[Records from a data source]

☆ ☆ ☆ ☆ ☆ ☆ ☆

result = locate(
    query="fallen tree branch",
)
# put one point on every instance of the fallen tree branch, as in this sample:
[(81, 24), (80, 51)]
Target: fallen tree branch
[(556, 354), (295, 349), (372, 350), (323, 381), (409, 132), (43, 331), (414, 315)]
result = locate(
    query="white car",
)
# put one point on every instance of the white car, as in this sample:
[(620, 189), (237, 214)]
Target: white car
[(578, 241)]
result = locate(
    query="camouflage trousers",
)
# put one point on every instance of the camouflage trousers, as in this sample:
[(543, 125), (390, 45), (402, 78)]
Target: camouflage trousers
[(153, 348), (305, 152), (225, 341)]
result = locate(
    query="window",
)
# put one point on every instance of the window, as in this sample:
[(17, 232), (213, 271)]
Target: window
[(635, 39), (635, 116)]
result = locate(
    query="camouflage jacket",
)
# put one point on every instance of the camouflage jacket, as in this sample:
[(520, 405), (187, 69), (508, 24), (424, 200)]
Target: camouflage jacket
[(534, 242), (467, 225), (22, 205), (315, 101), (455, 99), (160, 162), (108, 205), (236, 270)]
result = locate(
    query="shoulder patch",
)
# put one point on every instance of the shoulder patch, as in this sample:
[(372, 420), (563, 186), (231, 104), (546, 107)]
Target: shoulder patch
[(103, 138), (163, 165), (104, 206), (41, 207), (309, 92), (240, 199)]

☆ ☆ ☆ ☆ ☆ ☆ ☆

* [What you will do]
Each line above that contains the string "sample" counts once; give the number of such lines and nothing more.

* [Result of this task]
6